[Natural language region descriptions]
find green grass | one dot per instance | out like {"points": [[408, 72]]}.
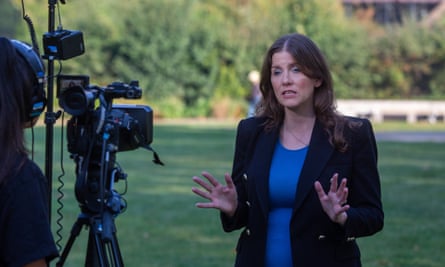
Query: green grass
{"points": [[161, 226]]}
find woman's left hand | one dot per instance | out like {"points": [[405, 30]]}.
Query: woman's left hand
{"points": [[334, 202]]}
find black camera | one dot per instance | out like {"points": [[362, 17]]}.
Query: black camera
{"points": [[98, 130], [129, 126], [63, 44]]}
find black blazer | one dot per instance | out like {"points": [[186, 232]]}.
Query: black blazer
{"points": [[315, 239]]}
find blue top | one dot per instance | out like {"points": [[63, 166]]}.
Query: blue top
{"points": [[283, 179]]}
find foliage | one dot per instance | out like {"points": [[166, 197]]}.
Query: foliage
{"points": [[187, 54]]}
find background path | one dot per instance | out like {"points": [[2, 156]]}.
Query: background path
{"points": [[438, 137]]}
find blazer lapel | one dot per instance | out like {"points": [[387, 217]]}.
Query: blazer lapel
{"points": [[320, 150], [264, 150]]}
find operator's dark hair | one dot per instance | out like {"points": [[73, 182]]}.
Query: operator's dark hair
{"points": [[17, 81], [311, 62]]}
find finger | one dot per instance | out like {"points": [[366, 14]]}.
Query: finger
{"points": [[201, 193], [229, 181], [319, 190], [344, 197], [202, 183], [210, 178], [341, 188], [334, 183]]}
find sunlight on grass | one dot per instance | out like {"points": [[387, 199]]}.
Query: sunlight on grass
{"points": [[162, 227]]}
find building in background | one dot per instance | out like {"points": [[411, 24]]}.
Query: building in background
{"points": [[396, 11]]}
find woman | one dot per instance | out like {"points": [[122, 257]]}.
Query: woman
{"points": [[305, 181], [25, 235]]}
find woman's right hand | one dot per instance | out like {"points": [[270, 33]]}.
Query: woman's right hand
{"points": [[222, 197]]}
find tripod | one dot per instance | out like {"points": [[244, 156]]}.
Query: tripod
{"points": [[103, 248]]}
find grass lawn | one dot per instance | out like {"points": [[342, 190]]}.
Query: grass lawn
{"points": [[161, 226]]}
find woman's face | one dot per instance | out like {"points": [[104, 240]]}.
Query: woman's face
{"points": [[293, 89]]}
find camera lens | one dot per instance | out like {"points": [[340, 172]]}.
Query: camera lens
{"points": [[76, 101]]}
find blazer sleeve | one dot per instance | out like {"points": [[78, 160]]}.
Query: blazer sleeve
{"points": [[245, 140], [365, 217]]}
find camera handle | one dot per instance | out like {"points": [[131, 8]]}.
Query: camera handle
{"points": [[103, 247]]}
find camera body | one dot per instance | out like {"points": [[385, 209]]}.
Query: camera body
{"points": [[63, 44], [130, 126], [98, 130]]}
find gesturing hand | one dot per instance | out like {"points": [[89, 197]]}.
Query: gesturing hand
{"points": [[222, 197], [334, 202]]}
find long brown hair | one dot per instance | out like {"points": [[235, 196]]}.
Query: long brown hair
{"points": [[312, 63], [16, 83]]}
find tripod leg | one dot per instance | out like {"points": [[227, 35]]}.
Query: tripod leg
{"points": [[103, 251], [75, 230]]}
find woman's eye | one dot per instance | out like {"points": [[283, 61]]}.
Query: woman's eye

WORK TO BE COMPLETED
Please return the span of lines above that opens with the one containing "find operator's dark" and closes with the final line, both included, exactly as written and nothing more.

EXERCISE ANSWER
find operator's dark hair | one dot per instance | out like {"points": [[73, 182]]}.
Query: operator's dark hair
{"points": [[17, 81], [311, 62]]}
find finger | one dot per instance | out like {"points": [[366, 14]]}.
Query: finger
{"points": [[201, 193], [229, 181], [319, 190], [344, 197], [202, 183], [210, 178], [341, 188], [334, 183]]}
find sunlight on grass | one dot per instance | out like {"points": [[387, 199]]}.
Query: sunlight on grass
{"points": [[162, 227]]}
find building in background | one dot per instance | out like {"points": [[411, 24]]}.
Query: building in background
{"points": [[396, 11]]}
find woman | one dot per instance | out like {"points": [[122, 257]]}.
Query: woman
{"points": [[305, 181], [25, 235]]}
find woman's right hand | one dot per instance | out like {"points": [[270, 33]]}.
Query: woman's right hand
{"points": [[222, 197]]}
find tripod | one dot per instance | out like {"points": [[244, 156]]}.
Query: tripod
{"points": [[103, 248]]}
find grass lawn | one dot per instance | out like {"points": [[342, 190]]}.
Query: grass lawn
{"points": [[161, 226]]}
find woman's face | one dot per instance | out like {"points": [[104, 240]]}.
Query: woman's face
{"points": [[293, 89]]}
find camera lens | one dot per instance | out like {"points": [[340, 172]]}.
Query: camera lens
{"points": [[76, 101]]}
find blazer sleeve | one dot per instance | out like {"points": [[78, 160]]}.
Query: blazer sleeve
{"points": [[245, 140], [365, 217]]}
find camera handle | one dot per instance | out like {"points": [[131, 8]]}.
Query: camera handle
{"points": [[103, 247]]}
find camera body | one dot per instance | out like {"points": [[385, 209]]}.
Query: camera body
{"points": [[63, 44], [130, 126], [98, 130]]}
find gesturing hand | one dot per instance | out like {"points": [[89, 197]]}.
Query: gesturing hand
{"points": [[222, 197], [334, 202]]}
find long brown hair | one dot per instance | out like {"points": [[235, 196]]}.
Query: long brown hair
{"points": [[312, 63], [16, 83]]}
find tripod leg | one dot per instance | out like {"points": [[227, 35]]}.
Query: tripod leg
{"points": [[103, 251], [75, 230]]}
find woman's eye | one dot per instance | out like {"points": [[283, 61]]}.
Query: woman's eye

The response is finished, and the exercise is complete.